- **What is expected**
Reproduce the Sharkguard thread below verbatim, everything from "They're great. I" down to "that's about all.".

- **Text section**
# Sharkguard



## Brassie14 (Mar 4, 2017)

I'm in Canada today but found out my new Sharkguard for my table saw arrived today. I'm really looking forward to setting it up! I've heard xa lot of good things about these and hope I'm not disappointed because I really need a set up like this. I bought the adjustable riving knife and the anti kick back pales. I was wonder how some. You other owners feel about the Sharkguard?


----------



## jonah (May 15, 2009)

I love mine. With the 2 1/2" port in the guard and the 4" port down below, I get next to no dust coming out of the saw, which is a nice change from previous table saws that tossed dust around the shop like tinkerbell trying to make everything fly.


----------



## wapakfred (Jul 29, 2011)

You will love it! I switched from a Shark to an Excalibur, never did like the EX as much and threatned a=for a long time to switch back to the Shark. Since then I sold that saw (and the Shark with it) but have since bought a Shark basket for my Excalibur. But the Shark was always easier to me to use and the DC is excellent.


----------



## jmos (Nov 30, 2011)

They're great. I had on one my Jet hybrid saw, which I sold with the saw, figuring the dust collection blade guard on my new SawStop would do the job. I ended up trashing the SawStop one and buying a new Shark Guard, which works significantly better. (I heard SawStop is redesigning their guard.)

I still get some sawdust flying under the guard when doing a skim cut (blade not contained on both sides), but that's about all.

Both I've used have 4" ports on the guard.


----------

- **Data section**
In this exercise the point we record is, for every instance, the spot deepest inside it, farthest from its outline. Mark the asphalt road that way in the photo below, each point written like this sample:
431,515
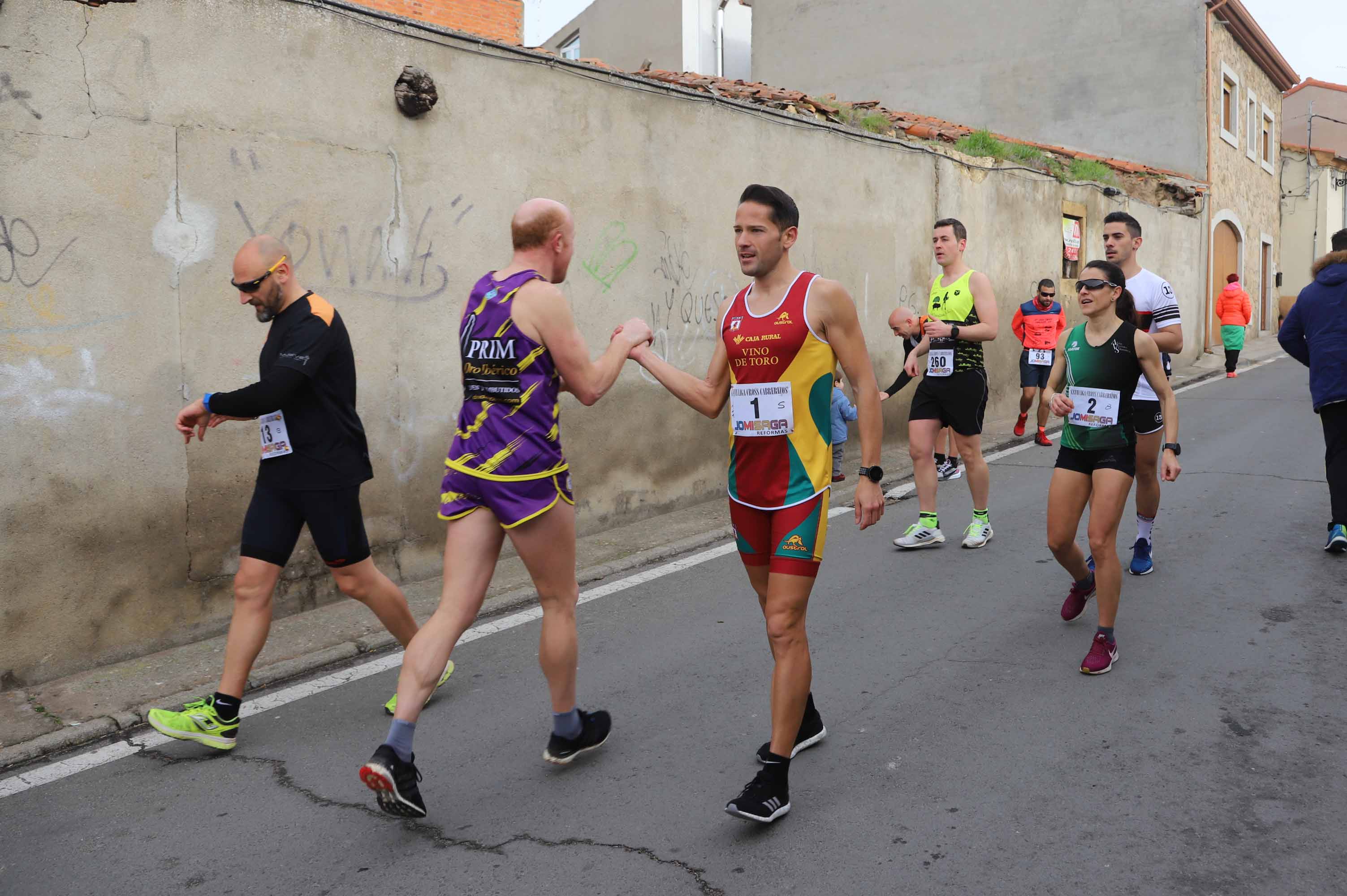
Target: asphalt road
966,752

- **Finished exercise**
They're great. I had on one my Jet hybrid saw, which I sold with the saw, figuring the dust collection blade guard on my new SawStop would do the job. I ended up trashing the SawStop one and buying a new Shark Guard, which works significantly better. (I heard SawStop is redesigning their guard.)

I still get some sawdust flying under the guard when doing a skim cut (blade not contained on both sides), but that's about all.